### TEXTO FORNECIDO
_ _ _
Movimentos temem que acordo aconteça nos moldes de Brumadinho, e que naturalize rompimentos de barragens
“Na avaliação das vítimas e de parlamentares, a tratativa, que aconteceu sem a participação efetiva dos atingidos, foi moldada para atender aos interesses do governador Romeu Zema.” – Foto: Reprodução/ Mídia Ninja
Após ser suspenso durante o período eleitoral, as discussões sobre um novo acordo de reparação para o crime socioambiental de responsabilidade das mineradoras Vale, Samarco e BHP Billiton, ocorrido em 2015 na bacia do Rio Doce, foram retomadas.
A negociação corre em sigilo judicial e é protagonizada pelo Conselho Nacional de Justiça (CNJ). Além do órgão, os governos de Minas Gerais e do Espírito Santo, e outras entidades, como o Ministério Público Federal, a Defensoria Pública Federal e seus representantes estaduais também participam dos debates. As instituições têm classificado o acordo como a maior negociação jurídica do mundo sobre reparação ambiental.
No entanto, a principal preocupação sobre o tema, que vem motivando manifestações e articulações dos atingidos, e também do poder Legislativo, é que o acordo se dê nos moldes da repactuação acordada, em 2021, sobre o crime da Vale em Brumadinho.
Na avaliação das vítimas e de parlamentares, a tratativa, que aconteceu sem a participação efetiva dos atingidos, foi moldada para atender aos interesses políticos e eleitoreiros do governador Romeu Zema (Novo).
Joceli Andrioli, da coordenação nacional do Movimento dos Atingidos por Barragens (MAB), ressalta que, além do Executivo, esse tipo de repactuação interessa sobretudo às mineradoras. “No mesmo ano em que a Vale fechou o acordo de Brumadinho com Zema, a mineradora teve uma valorização nas suas ações de mais de R$ 100 bilhões. Ou seja, a Vale lucra com isso, porque garante estabilidade jurídica aos acionistas e empreendedores”, critica.
O Conselho Nacional de Justiça, como declarou, em audiência pública na Assembleia Legislativa de Minas Gerais (ALMG) no último dia 27, o conselheiro Luiz Fernando Bandeira de Mello, alega que é impossível garantir a participação efetiva dos atingidos na mesa de negociação, mas que as comunidades têm sido representadas pelas entidades de Justiça.
_ _ _
Atualize o texto sobre o acordo do Rio Doce: escreva de novo tudo de "No entanto, a" até "Vale em Brumadinho.", trocando "principal preocupação" por "maior preocupação".

### AMOSTRA DOS DADOS
_ _ _
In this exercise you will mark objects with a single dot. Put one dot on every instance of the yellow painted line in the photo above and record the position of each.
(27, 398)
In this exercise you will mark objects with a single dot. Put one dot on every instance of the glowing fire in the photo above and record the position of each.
_ _ _
### RESULTADO
No entanto, a maior preocupação sobre o tema, que vem motivando manifestações e articulações dos atingidos, e também do poder Legislativo, é que o acordo se dê nos moldes da repactuação acordada, em 2021, sobre o crime da Vale em Brumadinho.